REQUIRED WORK -> Lay out the rows below as a Markdown table with two columns, "No." and "Entry." Begin at the line that contains "Q: Point out each instance of the shadow" and continue through the final line of the rows, including both ends. Number each line in order, and leave out any blank lines.

MATERIAL TO PROCESS ->
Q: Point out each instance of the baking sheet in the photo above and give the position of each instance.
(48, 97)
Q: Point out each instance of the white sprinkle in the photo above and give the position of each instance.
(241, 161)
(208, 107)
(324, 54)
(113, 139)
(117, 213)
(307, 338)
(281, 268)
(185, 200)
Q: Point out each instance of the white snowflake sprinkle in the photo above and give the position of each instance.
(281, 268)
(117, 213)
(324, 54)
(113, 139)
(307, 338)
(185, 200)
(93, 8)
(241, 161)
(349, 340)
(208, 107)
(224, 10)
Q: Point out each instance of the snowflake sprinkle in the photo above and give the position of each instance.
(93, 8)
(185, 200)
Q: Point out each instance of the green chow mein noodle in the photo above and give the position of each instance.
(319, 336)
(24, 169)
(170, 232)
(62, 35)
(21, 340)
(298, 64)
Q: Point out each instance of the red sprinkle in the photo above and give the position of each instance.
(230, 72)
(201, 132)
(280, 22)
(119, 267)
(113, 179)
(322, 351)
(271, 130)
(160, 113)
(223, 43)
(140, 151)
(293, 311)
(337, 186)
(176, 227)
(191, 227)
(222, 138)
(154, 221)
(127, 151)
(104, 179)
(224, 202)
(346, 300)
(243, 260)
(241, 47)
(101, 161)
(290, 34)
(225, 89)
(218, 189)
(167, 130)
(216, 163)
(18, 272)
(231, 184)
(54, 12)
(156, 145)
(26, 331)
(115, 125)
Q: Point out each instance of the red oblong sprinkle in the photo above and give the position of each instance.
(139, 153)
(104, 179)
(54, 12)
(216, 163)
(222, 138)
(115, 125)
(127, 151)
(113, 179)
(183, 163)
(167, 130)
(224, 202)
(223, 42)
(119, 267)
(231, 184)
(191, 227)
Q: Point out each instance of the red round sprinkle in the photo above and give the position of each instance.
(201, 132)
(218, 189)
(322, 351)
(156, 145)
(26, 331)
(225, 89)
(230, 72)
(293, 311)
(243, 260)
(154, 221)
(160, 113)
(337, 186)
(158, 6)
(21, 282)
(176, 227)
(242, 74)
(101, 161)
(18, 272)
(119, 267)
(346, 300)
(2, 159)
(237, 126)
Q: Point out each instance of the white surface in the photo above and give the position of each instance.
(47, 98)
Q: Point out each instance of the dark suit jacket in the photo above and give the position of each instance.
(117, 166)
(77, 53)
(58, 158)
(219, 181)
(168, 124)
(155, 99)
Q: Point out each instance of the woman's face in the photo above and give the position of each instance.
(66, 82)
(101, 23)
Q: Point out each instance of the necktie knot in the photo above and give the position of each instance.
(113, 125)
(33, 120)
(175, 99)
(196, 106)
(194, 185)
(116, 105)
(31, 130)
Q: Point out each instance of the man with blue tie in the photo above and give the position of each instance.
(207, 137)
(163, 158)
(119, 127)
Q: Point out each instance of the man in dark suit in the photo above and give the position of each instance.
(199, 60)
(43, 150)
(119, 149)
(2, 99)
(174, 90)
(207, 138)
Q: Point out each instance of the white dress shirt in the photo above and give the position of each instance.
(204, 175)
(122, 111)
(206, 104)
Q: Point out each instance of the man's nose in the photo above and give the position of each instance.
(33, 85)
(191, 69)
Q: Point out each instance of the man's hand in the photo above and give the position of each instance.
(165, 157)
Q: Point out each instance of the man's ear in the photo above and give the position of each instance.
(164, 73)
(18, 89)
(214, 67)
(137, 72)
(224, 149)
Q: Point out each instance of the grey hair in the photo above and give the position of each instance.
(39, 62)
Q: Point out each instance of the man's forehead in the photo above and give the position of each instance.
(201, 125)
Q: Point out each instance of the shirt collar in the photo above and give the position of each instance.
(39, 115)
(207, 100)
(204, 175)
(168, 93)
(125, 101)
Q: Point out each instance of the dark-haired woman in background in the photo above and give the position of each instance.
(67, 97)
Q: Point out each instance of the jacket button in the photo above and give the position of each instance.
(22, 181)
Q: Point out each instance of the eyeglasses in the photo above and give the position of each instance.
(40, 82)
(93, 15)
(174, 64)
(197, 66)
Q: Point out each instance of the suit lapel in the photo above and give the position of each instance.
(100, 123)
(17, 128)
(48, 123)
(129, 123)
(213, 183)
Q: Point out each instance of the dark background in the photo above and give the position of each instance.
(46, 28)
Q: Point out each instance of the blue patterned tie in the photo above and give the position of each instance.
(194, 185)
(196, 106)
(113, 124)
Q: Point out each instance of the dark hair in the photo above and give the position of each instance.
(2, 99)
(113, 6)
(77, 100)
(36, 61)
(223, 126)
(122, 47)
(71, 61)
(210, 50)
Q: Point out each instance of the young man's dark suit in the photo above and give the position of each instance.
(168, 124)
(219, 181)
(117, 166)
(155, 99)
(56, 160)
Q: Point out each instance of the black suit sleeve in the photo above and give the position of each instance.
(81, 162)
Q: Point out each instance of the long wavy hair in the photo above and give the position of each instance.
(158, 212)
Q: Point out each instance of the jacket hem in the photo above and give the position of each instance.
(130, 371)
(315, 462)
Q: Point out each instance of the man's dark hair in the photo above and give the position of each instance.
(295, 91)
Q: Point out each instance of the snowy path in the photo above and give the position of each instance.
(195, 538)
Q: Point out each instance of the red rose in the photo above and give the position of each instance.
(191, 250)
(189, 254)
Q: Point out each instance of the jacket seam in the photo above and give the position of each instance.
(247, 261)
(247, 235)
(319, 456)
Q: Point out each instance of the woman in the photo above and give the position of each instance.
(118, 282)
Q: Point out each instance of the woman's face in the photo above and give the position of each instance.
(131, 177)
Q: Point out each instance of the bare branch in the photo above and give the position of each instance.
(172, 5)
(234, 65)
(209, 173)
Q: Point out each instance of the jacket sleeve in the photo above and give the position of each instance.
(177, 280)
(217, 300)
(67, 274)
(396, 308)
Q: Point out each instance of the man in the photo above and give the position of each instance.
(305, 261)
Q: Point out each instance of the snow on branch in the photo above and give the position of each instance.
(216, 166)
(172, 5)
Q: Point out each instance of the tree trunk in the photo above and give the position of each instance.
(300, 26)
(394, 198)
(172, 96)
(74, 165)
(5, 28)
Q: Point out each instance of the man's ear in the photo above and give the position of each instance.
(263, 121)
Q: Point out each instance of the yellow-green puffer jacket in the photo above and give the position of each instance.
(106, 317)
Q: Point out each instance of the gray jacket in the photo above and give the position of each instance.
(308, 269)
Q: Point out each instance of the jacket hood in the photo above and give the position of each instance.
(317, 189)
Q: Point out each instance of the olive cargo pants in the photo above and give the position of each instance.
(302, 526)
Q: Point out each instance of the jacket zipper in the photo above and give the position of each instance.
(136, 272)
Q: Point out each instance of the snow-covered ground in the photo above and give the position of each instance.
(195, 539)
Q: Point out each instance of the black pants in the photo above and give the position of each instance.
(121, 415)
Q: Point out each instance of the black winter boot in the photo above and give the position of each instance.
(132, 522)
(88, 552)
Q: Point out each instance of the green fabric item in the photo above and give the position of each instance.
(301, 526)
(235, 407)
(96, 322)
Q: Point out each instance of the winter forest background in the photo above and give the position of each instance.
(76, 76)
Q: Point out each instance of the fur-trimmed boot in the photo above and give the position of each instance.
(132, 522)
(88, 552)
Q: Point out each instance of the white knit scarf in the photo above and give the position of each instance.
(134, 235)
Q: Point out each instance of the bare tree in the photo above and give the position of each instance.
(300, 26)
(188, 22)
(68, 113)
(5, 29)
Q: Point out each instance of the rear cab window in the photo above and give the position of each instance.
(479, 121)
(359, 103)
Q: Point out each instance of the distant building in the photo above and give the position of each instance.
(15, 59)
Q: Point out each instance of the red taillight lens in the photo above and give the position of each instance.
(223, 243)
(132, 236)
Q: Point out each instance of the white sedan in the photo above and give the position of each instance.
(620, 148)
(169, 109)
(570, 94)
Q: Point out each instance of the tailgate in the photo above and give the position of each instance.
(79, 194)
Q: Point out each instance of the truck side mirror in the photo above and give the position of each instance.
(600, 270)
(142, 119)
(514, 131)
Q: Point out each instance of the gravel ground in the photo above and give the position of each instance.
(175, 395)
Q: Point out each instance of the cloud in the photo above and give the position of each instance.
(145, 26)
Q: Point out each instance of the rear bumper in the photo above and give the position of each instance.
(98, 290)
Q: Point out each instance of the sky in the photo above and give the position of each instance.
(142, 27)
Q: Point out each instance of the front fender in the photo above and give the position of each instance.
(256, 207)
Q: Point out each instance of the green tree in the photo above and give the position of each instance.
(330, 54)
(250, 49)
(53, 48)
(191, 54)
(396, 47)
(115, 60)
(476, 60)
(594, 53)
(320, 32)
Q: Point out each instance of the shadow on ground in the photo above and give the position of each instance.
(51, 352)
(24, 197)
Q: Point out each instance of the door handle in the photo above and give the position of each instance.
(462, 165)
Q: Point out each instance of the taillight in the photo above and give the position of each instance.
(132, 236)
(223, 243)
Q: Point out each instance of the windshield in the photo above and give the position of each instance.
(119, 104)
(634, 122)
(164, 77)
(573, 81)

EXERCISE RESPONSE ->
| No. | Entry |
|---|---|
| 1 | Q: Point out each instance of the shadow on ground in the photo above and give the position of each instance. |
| 2 | (51, 352) |
| 3 | (24, 197) |
| 4 | Q: Point out each instance of the door handle in the photo above and give the position of each instance. |
| 5 | (462, 165) |
| 6 | Q: Point out each instance of the taillight in the photo above and give the position of each instance. |
| 7 | (132, 236) |
| 8 | (223, 243) |
| 9 | Q: Point out each instance of the windshield in the photo above and give the position of each instance. |
| 10 | (119, 104) |
| 11 | (634, 122) |
| 12 | (164, 77) |
| 13 | (573, 81) |